Exercise task: Please copy each of the rows below without any change.

[Items from a data source]
BEGIN

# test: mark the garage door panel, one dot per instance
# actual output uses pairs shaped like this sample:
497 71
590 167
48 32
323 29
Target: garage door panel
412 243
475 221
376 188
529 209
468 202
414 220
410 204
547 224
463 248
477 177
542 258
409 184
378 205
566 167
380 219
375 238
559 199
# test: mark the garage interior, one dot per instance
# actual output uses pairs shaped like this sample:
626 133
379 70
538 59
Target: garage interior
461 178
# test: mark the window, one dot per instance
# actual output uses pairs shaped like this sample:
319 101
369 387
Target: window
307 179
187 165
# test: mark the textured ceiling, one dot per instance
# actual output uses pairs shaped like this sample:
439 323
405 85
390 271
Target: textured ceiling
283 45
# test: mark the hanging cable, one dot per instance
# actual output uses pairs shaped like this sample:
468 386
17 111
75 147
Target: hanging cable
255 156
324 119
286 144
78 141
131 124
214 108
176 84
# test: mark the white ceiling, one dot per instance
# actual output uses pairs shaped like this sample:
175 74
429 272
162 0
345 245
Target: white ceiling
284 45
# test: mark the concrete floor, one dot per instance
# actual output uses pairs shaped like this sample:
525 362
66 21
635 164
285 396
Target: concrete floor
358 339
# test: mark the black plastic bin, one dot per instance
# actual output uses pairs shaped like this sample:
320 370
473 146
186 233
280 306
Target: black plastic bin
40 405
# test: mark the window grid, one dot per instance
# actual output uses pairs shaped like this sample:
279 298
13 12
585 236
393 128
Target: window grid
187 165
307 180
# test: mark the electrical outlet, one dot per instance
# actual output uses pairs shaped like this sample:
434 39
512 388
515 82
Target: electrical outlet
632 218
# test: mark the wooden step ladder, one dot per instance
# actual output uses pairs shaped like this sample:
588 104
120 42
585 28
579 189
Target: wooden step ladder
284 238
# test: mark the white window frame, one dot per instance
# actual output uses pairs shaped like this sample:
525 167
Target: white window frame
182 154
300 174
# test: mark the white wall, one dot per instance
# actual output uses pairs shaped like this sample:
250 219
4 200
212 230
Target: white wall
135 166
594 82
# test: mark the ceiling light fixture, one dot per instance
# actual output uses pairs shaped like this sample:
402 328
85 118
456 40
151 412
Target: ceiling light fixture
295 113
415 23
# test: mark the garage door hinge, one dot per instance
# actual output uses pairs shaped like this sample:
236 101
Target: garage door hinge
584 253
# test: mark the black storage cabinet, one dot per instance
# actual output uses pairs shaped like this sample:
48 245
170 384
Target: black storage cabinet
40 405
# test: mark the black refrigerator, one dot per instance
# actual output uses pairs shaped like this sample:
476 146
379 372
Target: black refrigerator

END

Exercise solution:
# test: mark the garage door panel, one dot per instance
# actual output uses pairs shaped like this sample:
497 71
590 167
48 32
323 29
Target: garage door panel
412 243
475 221
376 188
529 209
468 202
414 220
410 204
547 224
463 248
477 177
542 258
409 184
378 205
566 167
380 219
375 238
559 199
# test: mark the garage interior, one dot per instance
# actual output uses pairs shaped like this sample:
626 133
379 70
538 59
Target: garage interior
461 178
# test: mark the window, one dot per instance
# actual output uses pairs shaped like this sample:
319 101
369 387
Target: window
307 179
187 165
# test: mark the textured ceiling, one dot per instance
# actual output uses pairs shaped like this sample:
439 323
405 85
390 271
Target: textured ceiling
283 45
# test: mark the hanging cable, one dot per instance
# actual output uses pairs shaped like this sample:
468 386
17 111
75 147
Target: hanging cable
255 156
324 119
286 144
78 141
131 124
214 108
176 84
# test: mark the white ceiling, one dot per instance
# actual output uses pairs shaped like this sample:
175 74
429 272
162 0
345 245
Target: white ceiling
284 45
# test: mark the concrete floor, one dot per instance
# actual output uses pairs shaped like this sample:
525 362
66 21
635 164
285 396
Target: concrete floor
358 339
# test: mark the black plastic bin, one dot per instance
# actual output uses pairs shaped like this sample:
320 370
473 146
186 233
280 306
Target: black plastic bin
40 405
# test: mark the window grid, one dot per instance
# actual output uses pairs shaped like this sample:
279 298
13 12
585 236
393 128
Target: window grid
187 165
307 180
# test: mark the electrical outlet, one dot per instance
# actual output uses pairs shaped like this sample:
434 39
512 388
515 82
Target: electrical outlet
632 218
# test: mark the wooden step ladder, one dot per instance
# actual output uses pairs shaped like this sample:
588 104
120 42
585 28
579 189
Target: wooden step ladder
284 238
# test: mark the white window frame, one dot per instance
# actual output uses pairs shaped like this sample:
525 167
Target: white window frame
182 154
300 174
# test: mark the white wall, one dot per instance
# actual output uses pairs shaped like this sample:
250 219
4 200
212 230
Target: white wall
135 166
594 82
# test: mark the ceiling light fixture, one dot per instance
# actual output uses pairs shaped like this sample:
402 328
85 118
456 40
151 412
Target: ceiling light fixture
295 113
415 23
# test: mark the garage door hinge, one dot per instance
# actual output uses pairs shaped like this sample:
236 101
Target: garage door hinge
584 253
# test: mark the black storage cabinet, one dot per instance
# actual output uses pairs shaped like this sample:
48 245
170 384
Target: black storage cabinet
40 405
# test: mark the black refrigerator, one dot per instance
# actual output uses pairs shaped like this sample:
476 146
379 372
Target: black refrigerator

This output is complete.